» Work instructions: Below are some records; reproduce every one of them exactly.

» Data for this task:
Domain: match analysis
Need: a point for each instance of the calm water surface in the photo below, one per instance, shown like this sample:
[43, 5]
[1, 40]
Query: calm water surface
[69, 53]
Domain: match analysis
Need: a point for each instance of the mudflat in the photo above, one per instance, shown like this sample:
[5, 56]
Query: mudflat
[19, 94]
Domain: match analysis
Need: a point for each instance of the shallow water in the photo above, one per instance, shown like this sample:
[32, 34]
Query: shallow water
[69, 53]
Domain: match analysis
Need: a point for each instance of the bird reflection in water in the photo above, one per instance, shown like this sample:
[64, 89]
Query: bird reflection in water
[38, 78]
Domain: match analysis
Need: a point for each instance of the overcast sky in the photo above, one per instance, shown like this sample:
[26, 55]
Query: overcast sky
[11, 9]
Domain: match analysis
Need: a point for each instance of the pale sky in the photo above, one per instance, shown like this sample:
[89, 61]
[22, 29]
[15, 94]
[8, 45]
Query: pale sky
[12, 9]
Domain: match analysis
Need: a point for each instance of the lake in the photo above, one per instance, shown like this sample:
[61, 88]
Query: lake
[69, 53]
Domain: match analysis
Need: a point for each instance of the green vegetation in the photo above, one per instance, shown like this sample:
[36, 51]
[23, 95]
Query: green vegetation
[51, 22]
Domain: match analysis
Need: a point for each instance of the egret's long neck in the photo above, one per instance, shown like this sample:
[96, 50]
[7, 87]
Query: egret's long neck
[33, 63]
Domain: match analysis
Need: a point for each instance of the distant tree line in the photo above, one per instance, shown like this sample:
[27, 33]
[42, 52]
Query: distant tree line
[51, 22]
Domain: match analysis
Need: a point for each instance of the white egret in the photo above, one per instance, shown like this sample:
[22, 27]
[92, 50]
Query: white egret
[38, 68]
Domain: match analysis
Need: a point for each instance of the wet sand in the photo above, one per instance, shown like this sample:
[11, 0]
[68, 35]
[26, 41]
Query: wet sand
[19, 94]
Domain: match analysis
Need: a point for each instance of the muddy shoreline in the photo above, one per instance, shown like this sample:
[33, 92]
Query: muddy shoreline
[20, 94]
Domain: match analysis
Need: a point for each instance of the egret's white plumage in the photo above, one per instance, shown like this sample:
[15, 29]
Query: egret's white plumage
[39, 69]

» Correct output:
Domain: match analysis
Need: a point for each instance of the calm water surface in the photo below, one per instance, shown like this sample:
[43, 5]
[1, 40]
Query: calm water surface
[69, 53]
Domain: match analysis
Need: a point for each instance of the mudflat in the photo above, one per instance, shown like this sample:
[5, 56]
Query: mudflat
[19, 94]
Domain: match analysis
Need: a point for each instance of the shallow water in the photo above, one per instance, shown like this sample:
[32, 34]
Query: shallow water
[69, 53]
Domain: match analysis
Need: a point for each instance of the bird reflection in water in the photo above, one per instance, shown like this sample:
[64, 89]
Query: bird reflection in water
[38, 78]
Domain: match analysis
Need: a point for each instance of the overcast sky in the photo above, one per instance, shown like this sample:
[26, 55]
Query: overcast sky
[11, 9]
Domain: match analysis
Need: a point for each instance of the pale sky in the photo above, one per instance, shown like this sample:
[89, 61]
[22, 29]
[15, 94]
[8, 45]
Query: pale sky
[12, 9]
Domain: match analysis
Need: a point for each instance of the lake in the photo above, one per instance, shown like this sample:
[61, 88]
Query: lake
[69, 53]
Domain: match analysis
Need: a point for each instance of the green vegetation in the photo above, one per instance, shown like this sample:
[36, 51]
[23, 95]
Query: green vegetation
[51, 22]
Domain: match analysis
Need: a point for each instance of the egret's long neck in the photo above, one per instance, shown like this sample:
[96, 50]
[7, 87]
Query: egret's long neck
[33, 63]
Domain: match analysis
Need: a point for each instance of the distant tree line in the photo above, one per instance, shown like this sample:
[27, 33]
[42, 52]
Query: distant tree line
[51, 22]
Domain: match analysis
Need: a point for each instance of the white egret in the photo above, one per instance, shown like this sample:
[22, 27]
[92, 50]
Query: white egret
[38, 68]
Domain: match analysis
Need: a point for each instance of the wet sand in the photo above, one per instance, shown like this sample:
[11, 0]
[68, 35]
[26, 41]
Query: wet sand
[19, 94]
Domain: match analysis
Need: a point for each instance of the muddy shoreline in the photo above, one per instance, shown like this sample:
[33, 92]
Query: muddy shoreline
[20, 94]
Domain: match analysis
Need: a point for each instance of the egret's white plumage in the photo above, one per instance, shown like this sample:
[15, 29]
Query: egret's white plumage
[39, 69]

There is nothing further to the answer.